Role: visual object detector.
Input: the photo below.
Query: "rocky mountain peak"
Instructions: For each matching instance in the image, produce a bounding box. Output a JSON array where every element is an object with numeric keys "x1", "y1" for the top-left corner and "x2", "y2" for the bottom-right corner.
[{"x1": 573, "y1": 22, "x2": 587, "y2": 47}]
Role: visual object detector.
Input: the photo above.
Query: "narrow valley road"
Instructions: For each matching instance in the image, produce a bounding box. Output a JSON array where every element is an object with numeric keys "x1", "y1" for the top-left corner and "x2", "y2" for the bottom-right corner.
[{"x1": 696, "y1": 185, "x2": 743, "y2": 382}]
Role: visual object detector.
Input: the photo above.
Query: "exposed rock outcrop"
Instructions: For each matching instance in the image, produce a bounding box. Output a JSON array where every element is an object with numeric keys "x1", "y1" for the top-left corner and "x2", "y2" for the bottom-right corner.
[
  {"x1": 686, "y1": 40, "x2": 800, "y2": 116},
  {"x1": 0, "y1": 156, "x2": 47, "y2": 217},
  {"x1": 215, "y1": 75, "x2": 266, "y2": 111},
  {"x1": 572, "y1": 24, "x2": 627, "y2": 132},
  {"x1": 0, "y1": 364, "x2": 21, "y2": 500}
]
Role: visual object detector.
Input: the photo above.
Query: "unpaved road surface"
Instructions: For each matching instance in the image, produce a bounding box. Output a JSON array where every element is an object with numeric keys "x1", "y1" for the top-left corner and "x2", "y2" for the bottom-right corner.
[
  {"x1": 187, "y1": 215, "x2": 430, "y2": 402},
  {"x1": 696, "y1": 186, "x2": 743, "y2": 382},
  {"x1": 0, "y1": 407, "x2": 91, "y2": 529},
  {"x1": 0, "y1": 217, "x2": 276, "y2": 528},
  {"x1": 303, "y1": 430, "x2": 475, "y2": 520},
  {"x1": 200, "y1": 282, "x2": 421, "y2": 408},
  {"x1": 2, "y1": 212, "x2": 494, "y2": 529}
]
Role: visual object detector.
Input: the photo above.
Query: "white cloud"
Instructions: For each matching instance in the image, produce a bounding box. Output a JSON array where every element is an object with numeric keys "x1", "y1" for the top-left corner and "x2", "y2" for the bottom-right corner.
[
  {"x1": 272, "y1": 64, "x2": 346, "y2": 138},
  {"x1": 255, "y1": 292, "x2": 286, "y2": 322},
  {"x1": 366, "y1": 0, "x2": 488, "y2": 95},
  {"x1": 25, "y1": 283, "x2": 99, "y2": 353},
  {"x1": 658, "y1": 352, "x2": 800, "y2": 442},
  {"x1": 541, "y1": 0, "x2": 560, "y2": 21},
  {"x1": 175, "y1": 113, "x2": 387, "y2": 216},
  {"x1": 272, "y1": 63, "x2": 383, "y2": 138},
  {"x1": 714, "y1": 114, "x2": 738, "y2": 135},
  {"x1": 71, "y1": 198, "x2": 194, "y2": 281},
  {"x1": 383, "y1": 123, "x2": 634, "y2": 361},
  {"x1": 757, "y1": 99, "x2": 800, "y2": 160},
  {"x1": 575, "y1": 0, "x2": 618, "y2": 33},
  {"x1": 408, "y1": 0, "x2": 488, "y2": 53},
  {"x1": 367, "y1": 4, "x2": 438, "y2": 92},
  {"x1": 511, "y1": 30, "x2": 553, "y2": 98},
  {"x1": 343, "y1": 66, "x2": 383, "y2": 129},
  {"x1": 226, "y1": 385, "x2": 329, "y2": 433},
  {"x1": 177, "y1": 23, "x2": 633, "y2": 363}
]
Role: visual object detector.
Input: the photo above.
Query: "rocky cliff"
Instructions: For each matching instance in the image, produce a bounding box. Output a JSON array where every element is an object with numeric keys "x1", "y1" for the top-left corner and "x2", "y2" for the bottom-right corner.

+ + +

## Assigned task:
Please set down the whole listing above without altering a single line.

## Completed task:
Role: visual object detector.
Input: the photo below.
Query: "rocky mountain peak"
Instructions: For each matching instance in the image, produce a bounding box. Output a JSON array where every element is an object with numeric keys "x1", "y1" for the top-left corner and "x2", "y2" for the bottom-right corner.
[{"x1": 573, "y1": 22, "x2": 587, "y2": 47}]
Role: visual object detector.
Input: the photo above.
Query: "narrow valley road"
Instructions: For each matching instance in the image, produce a bounding box. Output a JSON array where every element is an object with numeric keys "x1", "y1" for the top-left corner and "x2", "y2" for the bottom-right corner.
[{"x1": 696, "y1": 185, "x2": 743, "y2": 382}]
Role: visual object detector.
Input: the photo above.
Query: "exposed rock outcrop"
Instructions: For each matching instance in the image, produce a bounding box. Output a JSON array where every element is an object with numeric keys "x1", "y1" for the top-left corner and "x2", "y2" for the bottom-right corner.
[
  {"x1": 686, "y1": 40, "x2": 800, "y2": 116},
  {"x1": 0, "y1": 156, "x2": 47, "y2": 217},
  {"x1": 215, "y1": 75, "x2": 266, "y2": 111},
  {"x1": 572, "y1": 24, "x2": 627, "y2": 132},
  {"x1": 0, "y1": 364, "x2": 21, "y2": 500}
]
Role: visual object detector.
Input: the photo above.
Query: "unpaved road surface"
Instructions: For each matching instance in the image, produce a bounding box. Output a JSON array where every element is an object with numeric keys "x1", "y1" for the top-left corner and "x2", "y2" for the bottom-right corner.
[
  {"x1": 187, "y1": 215, "x2": 430, "y2": 402},
  {"x1": 696, "y1": 186, "x2": 743, "y2": 382},
  {"x1": 0, "y1": 407, "x2": 91, "y2": 529},
  {"x1": 0, "y1": 217, "x2": 276, "y2": 528},
  {"x1": 303, "y1": 430, "x2": 475, "y2": 520},
  {"x1": 200, "y1": 282, "x2": 421, "y2": 408},
  {"x1": 2, "y1": 212, "x2": 494, "y2": 529}
]
Role: visual object detector.
Input: the photo above.
Query: "white cloud"
Instructions: For each matching instance in the image, produce a bounding box. Output a JSON array where every element is an object with numeric keys "x1", "y1" for the top-left corner and "x2", "y2" for the bottom-right corner.
[
  {"x1": 272, "y1": 64, "x2": 346, "y2": 138},
  {"x1": 255, "y1": 292, "x2": 286, "y2": 322},
  {"x1": 366, "y1": 0, "x2": 488, "y2": 95},
  {"x1": 25, "y1": 283, "x2": 99, "y2": 353},
  {"x1": 658, "y1": 352, "x2": 800, "y2": 442},
  {"x1": 541, "y1": 0, "x2": 560, "y2": 21},
  {"x1": 175, "y1": 113, "x2": 387, "y2": 216},
  {"x1": 272, "y1": 63, "x2": 383, "y2": 138},
  {"x1": 714, "y1": 114, "x2": 738, "y2": 135},
  {"x1": 71, "y1": 198, "x2": 194, "y2": 281},
  {"x1": 383, "y1": 123, "x2": 634, "y2": 361},
  {"x1": 757, "y1": 99, "x2": 800, "y2": 160},
  {"x1": 575, "y1": 0, "x2": 618, "y2": 33},
  {"x1": 408, "y1": 0, "x2": 488, "y2": 53},
  {"x1": 367, "y1": 4, "x2": 438, "y2": 92},
  {"x1": 511, "y1": 30, "x2": 553, "y2": 98},
  {"x1": 343, "y1": 66, "x2": 383, "y2": 129},
  {"x1": 226, "y1": 385, "x2": 329, "y2": 433},
  {"x1": 177, "y1": 23, "x2": 633, "y2": 363}
]
Role: visual object detector.
Input: the photo above.
Query: "rocky cliff"
Instructions: For each matching instance in the image, produce a bounding box. Output a JSON array where every element is an object with numeric keys "x1", "y1" for the top-left corner and "x2", "y2" for the bottom-right corner.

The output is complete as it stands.